> WHAT THE TASK ASKS:
Swap every "Show me each one" in the records for "Point to each one" and write the records out again with nothing else changed. Leave out the pictures.

> RECORDS PROVIDED:
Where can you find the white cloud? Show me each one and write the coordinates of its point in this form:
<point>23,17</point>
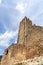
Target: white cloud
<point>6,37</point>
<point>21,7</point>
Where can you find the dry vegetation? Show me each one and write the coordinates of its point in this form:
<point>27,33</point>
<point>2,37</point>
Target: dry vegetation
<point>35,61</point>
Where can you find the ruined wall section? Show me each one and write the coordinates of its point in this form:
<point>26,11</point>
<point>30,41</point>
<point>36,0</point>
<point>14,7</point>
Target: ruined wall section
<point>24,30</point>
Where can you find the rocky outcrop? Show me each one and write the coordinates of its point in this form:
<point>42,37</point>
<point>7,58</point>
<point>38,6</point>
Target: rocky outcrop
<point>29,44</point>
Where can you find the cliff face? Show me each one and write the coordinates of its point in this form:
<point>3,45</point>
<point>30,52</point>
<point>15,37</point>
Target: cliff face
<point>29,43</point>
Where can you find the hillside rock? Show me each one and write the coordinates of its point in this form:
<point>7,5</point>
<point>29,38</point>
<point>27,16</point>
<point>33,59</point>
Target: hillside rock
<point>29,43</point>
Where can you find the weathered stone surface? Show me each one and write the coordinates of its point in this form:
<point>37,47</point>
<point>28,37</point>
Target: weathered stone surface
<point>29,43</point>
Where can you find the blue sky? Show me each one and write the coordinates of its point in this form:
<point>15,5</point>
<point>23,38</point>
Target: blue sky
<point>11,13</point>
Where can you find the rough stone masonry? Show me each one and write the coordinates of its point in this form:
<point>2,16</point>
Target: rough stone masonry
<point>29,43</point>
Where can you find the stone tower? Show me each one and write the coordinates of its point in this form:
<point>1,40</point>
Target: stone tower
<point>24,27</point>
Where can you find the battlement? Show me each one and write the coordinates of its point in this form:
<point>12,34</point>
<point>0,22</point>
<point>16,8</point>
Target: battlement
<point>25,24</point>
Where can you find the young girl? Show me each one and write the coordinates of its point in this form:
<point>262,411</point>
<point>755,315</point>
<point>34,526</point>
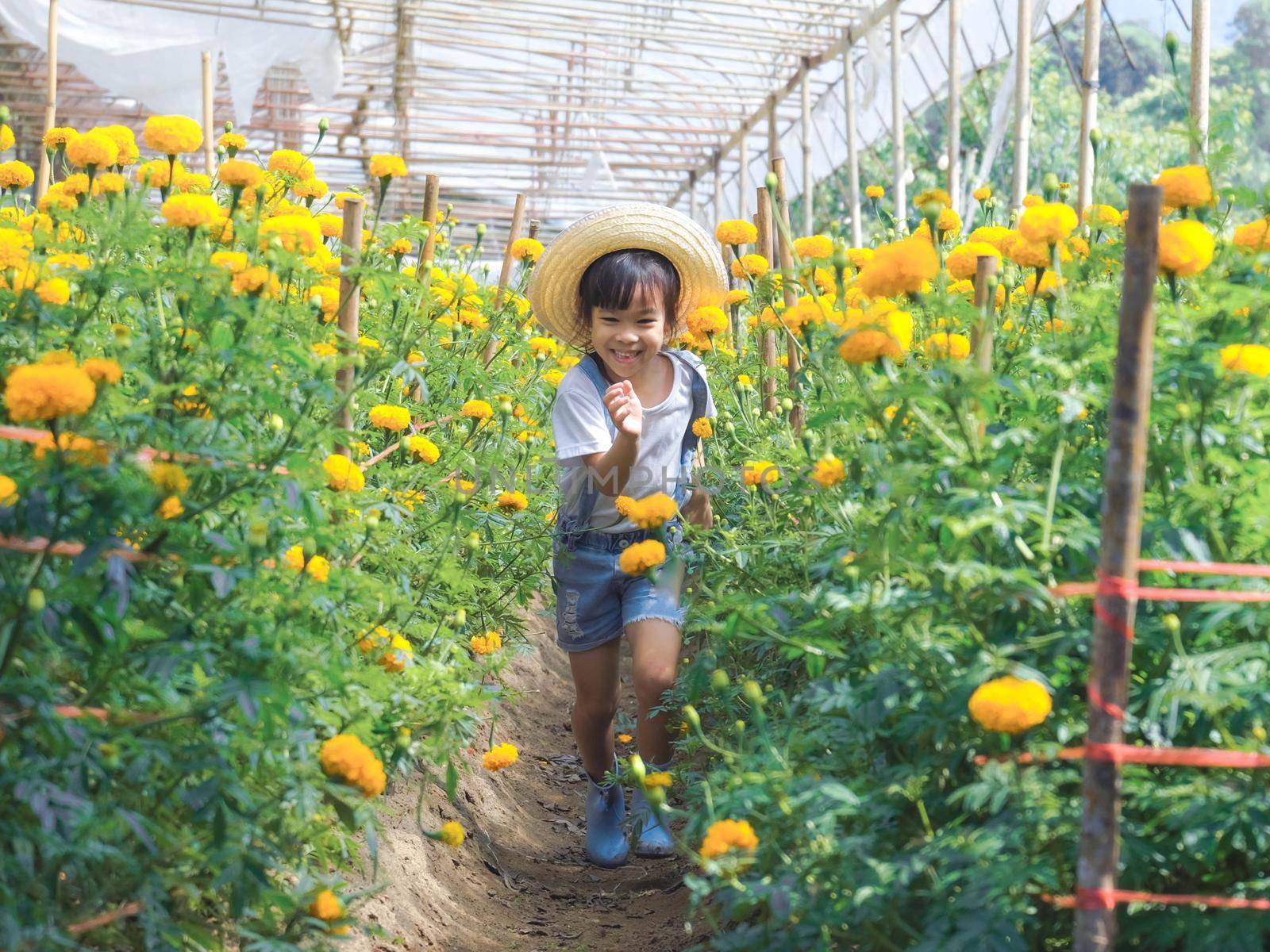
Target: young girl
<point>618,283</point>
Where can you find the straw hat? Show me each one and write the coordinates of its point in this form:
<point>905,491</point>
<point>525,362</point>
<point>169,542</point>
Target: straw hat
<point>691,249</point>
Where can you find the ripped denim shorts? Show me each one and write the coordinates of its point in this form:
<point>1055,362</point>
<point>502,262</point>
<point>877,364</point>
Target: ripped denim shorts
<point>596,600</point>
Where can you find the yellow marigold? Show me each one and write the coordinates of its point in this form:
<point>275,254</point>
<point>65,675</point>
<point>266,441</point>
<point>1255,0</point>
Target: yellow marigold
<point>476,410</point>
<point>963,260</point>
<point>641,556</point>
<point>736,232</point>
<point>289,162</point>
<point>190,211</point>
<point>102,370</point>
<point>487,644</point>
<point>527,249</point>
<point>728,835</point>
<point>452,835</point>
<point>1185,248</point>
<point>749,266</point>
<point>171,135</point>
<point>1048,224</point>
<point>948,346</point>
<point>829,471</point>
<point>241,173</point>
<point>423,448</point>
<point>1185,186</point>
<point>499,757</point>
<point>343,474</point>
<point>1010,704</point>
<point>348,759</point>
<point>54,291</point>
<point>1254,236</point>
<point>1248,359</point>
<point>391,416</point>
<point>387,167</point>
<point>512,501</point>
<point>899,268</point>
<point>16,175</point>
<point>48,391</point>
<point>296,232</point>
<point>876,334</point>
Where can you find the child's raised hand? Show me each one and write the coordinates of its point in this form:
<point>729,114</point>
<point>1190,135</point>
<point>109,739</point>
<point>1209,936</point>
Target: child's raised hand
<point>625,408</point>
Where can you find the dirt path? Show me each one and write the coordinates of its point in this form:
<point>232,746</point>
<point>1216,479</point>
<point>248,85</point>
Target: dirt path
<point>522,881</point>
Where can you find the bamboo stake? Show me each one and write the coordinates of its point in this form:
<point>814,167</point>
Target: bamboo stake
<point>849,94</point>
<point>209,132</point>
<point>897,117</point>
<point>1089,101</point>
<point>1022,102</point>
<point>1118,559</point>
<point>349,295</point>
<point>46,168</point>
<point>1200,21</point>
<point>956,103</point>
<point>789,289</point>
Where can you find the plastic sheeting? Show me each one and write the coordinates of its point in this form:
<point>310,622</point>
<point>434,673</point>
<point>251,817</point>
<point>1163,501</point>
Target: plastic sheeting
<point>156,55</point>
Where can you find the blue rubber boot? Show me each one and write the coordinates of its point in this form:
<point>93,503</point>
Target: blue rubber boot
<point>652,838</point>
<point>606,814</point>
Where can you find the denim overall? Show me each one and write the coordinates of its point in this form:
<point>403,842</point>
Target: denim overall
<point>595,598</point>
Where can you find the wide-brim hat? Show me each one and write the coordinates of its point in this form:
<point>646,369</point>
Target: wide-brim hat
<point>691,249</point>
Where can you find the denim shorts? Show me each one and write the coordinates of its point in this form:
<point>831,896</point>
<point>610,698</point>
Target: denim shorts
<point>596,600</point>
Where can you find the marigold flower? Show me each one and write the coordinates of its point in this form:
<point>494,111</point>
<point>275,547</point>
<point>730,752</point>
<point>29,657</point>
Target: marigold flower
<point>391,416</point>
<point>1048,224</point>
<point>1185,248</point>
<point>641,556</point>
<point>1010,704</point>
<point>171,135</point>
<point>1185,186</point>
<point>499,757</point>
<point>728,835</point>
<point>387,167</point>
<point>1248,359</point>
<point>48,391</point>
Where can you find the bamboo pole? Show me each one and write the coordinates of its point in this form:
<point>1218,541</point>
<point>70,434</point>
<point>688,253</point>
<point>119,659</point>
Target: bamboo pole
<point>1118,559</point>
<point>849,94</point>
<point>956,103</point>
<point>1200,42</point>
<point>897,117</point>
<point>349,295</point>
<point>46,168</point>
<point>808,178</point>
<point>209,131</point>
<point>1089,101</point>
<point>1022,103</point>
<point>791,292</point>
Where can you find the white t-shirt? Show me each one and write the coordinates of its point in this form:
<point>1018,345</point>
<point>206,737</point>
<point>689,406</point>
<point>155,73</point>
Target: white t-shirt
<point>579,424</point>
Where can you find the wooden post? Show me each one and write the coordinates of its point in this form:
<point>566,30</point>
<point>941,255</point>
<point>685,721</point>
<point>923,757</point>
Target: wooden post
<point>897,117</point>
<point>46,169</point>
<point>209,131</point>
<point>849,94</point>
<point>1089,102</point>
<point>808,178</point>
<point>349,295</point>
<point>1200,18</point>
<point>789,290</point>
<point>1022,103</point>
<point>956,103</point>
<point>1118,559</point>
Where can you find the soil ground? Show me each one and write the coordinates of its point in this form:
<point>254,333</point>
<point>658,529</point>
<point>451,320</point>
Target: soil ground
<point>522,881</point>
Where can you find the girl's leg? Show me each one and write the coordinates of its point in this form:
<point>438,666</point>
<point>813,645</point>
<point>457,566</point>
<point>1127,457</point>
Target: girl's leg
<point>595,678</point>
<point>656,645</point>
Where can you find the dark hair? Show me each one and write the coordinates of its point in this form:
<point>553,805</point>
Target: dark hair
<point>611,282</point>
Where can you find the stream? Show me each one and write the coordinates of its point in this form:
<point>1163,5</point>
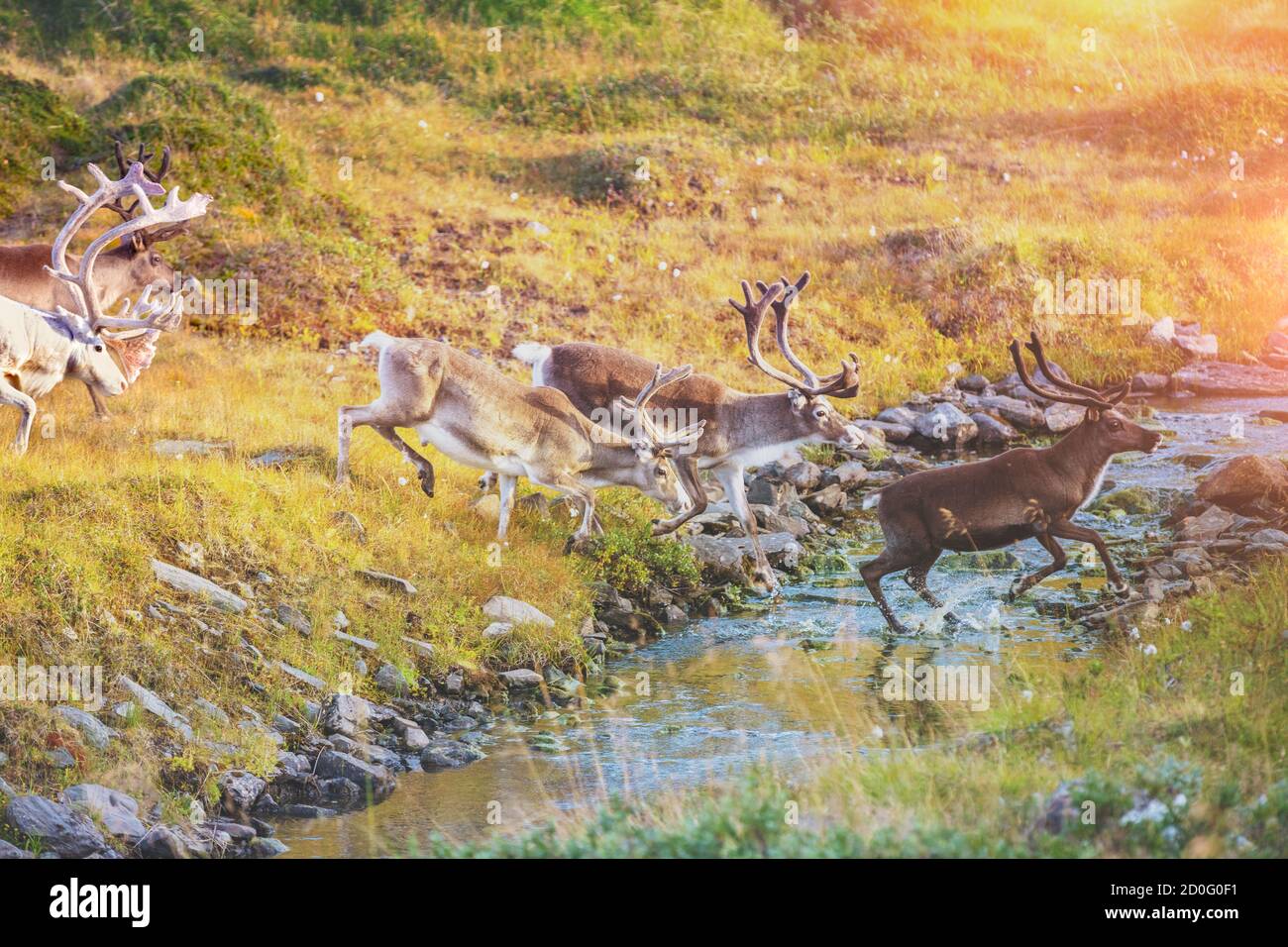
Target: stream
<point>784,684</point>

> OUTPUT BELOW:
Where can you find the white cloud? Point to each one and write the coordinates of its point in this form:
<point>23,17</point>
Target: white cloud
<point>6,37</point>
<point>21,7</point>
Where can you find the dry vegetation? Point to each one and write the coordinates of its point in this form:
<point>27,33</point>
<point>2,37</point>
Target: dry vegetation
<point>35,61</point>
Where can you find the ruined wall section? Point to each one and write the coordinates of its point in this form:
<point>26,11</point>
<point>30,41</point>
<point>36,0</point>
<point>14,7</point>
Target: ruined wall section
<point>24,30</point>
Where can you find the rocky outcrop? Point to each one and write the coordinates of its point in this form:
<point>42,37</point>
<point>7,58</point>
<point>38,6</point>
Target: rocky outcrop
<point>29,44</point>
Where can you find the cliff face? Point to each one and write the coordinates of its point in this form:
<point>3,45</point>
<point>30,52</point>
<point>15,37</point>
Target: cliff face
<point>29,43</point>
Where can you find the hillside rock? Point to each one and write the coordinates of its point in this form:
<point>7,5</point>
<point>29,38</point>
<point>27,16</point>
<point>33,59</point>
Target: hillside rock
<point>29,43</point>
Where can you find the weathered stone surface? Point to each one and write the coordinates of its point in this form:
<point>37,47</point>
<point>28,37</point>
Target: weathered stone surface
<point>29,43</point>
Where can you find the blue sky? Point to each one and write the coordinates of its point in this form:
<point>15,5</point>
<point>23,38</point>
Target: blue sky
<point>11,13</point>
Where can you find the rough stone masonry? Point to each one and write the coordinates of its point in this form:
<point>2,16</point>
Target: rough stone masonry
<point>29,43</point>
Where can you find the stone tower? Point to each one and write the coordinates of its point in this form:
<point>1,40</point>
Target: stone tower
<point>24,27</point>
Where can you find the battlement? Point to each one and write the coordinates of its point in this form:
<point>12,34</point>
<point>0,22</point>
<point>16,8</point>
Target: battlement
<point>25,24</point>
Where can you find the young girl? Point to each one and write the coordinates of its point in this form:
<point>262,411</point>
<point>755,315</point>
<point>34,526</point>
Target: young girl
<point>618,283</point>
Where can you find the straw hat? Point to each one and write the coordinates of its point in this form:
<point>905,491</point>
<point>525,362</point>
<point>169,542</point>
Target: straw hat
<point>691,249</point>
Where can you find the ripped denim shorts? Point to each one and write the coordinates of its point in this form:
<point>1055,362</point>
<point>502,262</point>
<point>877,364</point>
Target: ripped denim shorts
<point>596,600</point>
Where can you find the yellow marigold? Point to each one and write the coordinates of its point in this form:
<point>275,254</point>
<point>65,675</point>
<point>266,441</point>
<point>1255,0</point>
Target: yellow marigold
<point>476,410</point>
<point>963,260</point>
<point>641,556</point>
<point>736,232</point>
<point>289,162</point>
<point>190,211</point>
<point>102,370</point>
<point>487,644</point>
<point>527,249</point>
<point>728,835</point>
<point>452,835</point>
<point>1185,248</point>
<point>749,266</point>
<point>171,135</point>
<point>1048,224</point>
<point>948,346</point>
<point>829,471</point>
<point>241,173</point>
<point>423,448</point>
<point>1185,186</point>
<point>499,757</point>
<point>343,474</point>
<point>1010,704</point>
<point>348,759</point>
<point>54,291</point>
<point>1254,236</point>
<point>1248,359</point>
<point>391,416</point>
<point>387,167</point>
<point>512,501</point>
<point>899,268</point>
<point>16,175</point>
<point>48,391</point>
<point>296,232</point>
<point>876,334</point>
Where can you find the child's raised hand? Point to each one and write the coordinates of its point in this form:
<point>729,114</point>
<point>1190,135</point>
<point>109,739</point>
<point>1209,936</point>
Target: child's raised hand
<point>625,408</point>
Where can you find the dirt path? Point to each one and write the coordinates of its point in this form:
<point>232,746</point>
<point>1216,479</point>
<point>248,85</point>
Target: dirt path
<point>522,881</point>
Where can you find the bamboo stake? Point to each one and write the coordinates of its point in this form:
<point>814,167</point>
Target: bamboo stake
<point>849,94</point>
<point>209,132</point>
<point>897,117</point>
<point>1089,101</point>
<point>1022,102</point>
<point>1118,559</point>
<point>349,295</point>
<point>46,168</point>
<point>1200,21</point>
<point>956,103</point>
<point>789,289</point>
Where can you find the plastic sheeting? Point to each one and write the coordinates of its point in this form:
<point>310,622</point>
<point>434,673</point>
<point>251,817</point>
<point>1163,501</point>
Target: plastic sheeting
<point>156,55</point>
Where can you find the blue rubber boot? Point to each one and write the coordinates of its point in this form:
<point>93,503</point>
Target: blue rubber boot
<point>652,838</point>
<point>606,814</point>
Where can you find the denim overall? Point to each one and write the coordinates of its point in this form:
<point>403,842</point>
Target: denim overall
<point>595,598</point>
Where can you find the wide-brim hat? Point to each one and write the coordinates of its point in this form:
<point>646,369</point>
Target: wide-brim hat
<point>691,249</point>
Where can you find the denim shorts? Point to each one and write the coordinates of its point in this form:
<point>831,896</point>
<point>610,698</point>
Target: denim shorts
<point>596,600</point>
Where can you find the marigold flower? Point to each one and write the coordinates of its point in this form:
<point>494,111</point>
<point>275,547</point>
<point>730,752</point>
<point>29,657</point>
Target: marigold flower
<point>391,416</point>
<point>1048,224</point>
<point>1185,248</point>
<point>641,556</point>
<point>1010,704</point>
<point>171,135</point>
<point>1185,186</point>
<point>499,757</point>
<point>728,835</point>
<point>387,167</point>
<point>1248,359</point>
<point>48,391</point>
Where can you find the bamboo pole? Point to each one and write the coordinates of its point in this form:
<point>1218,541</point>
<point>70,434</point>
<point>688,253</point>
<point>119,659</point>
Target: bamboo pole
<point>1118,559</point>
<point>849,94</point>
<point>956,103</point>
<point>1200,42</point>
<point>897,117</point>
<point>349,295</point>
<point>46,168</point>
<point>808,178</point>
<point>209,131</point>
<point>1089,101</point>
<point>1022,103</point>
<point>791,292</point>
Where can you find the white t-shirt? Point to each one and write the coordinates of its point in this form:
<point>1018,345</point>
<point>206,737</point>
<point>689,406</point>
<point>155,73</point>
Target: white t-shirt
<point>579,424</point>
Where can you find the wooden post? Point to each one and write the coordinates of its point in this form:
<point>566,30</point>
<point>941,255</point>
<point>685,721</point>
<point>923,757</point>
Target: wooden post
<point>897,117</point>
<point>46,169</point>
<point>209,131</point>
<point>849,94</point>
<point>1089,102</point>
<point>808,178</point>
<point>349,295</point>
<point>1200,18</point>
<point>789,290</point>
<point>1022,103</point>
<point>956,103</point>
<point>1118,559</point>
Where can you find the soil ground? Point to each one and write the coordinates of its point in this form:
<point>254,333</point>
<point>658,529</point>
<point>451,320</point>
Target: soil ground
<point>522,881</point>
Where can you find the girl's leg? Point to each one and write the coordinates of its point in this form:
<point>438,666</point>
<point>813,645</point>
<point>457,566</point>
<point>1127,457</point>
Target: girl's leg
<point>595,678</point>
<point>656,645</point>
Where can you find the dark hair? Point to each one and write the coordinates of its point in this form:
<point>553,805</point>
Target: dark hair
<point>611,282</point>
Where can you find the stream? Point to each one and write the coordinates of its point in this form:
<point>1163,5</point>
Target: stream
<point>784,684</point>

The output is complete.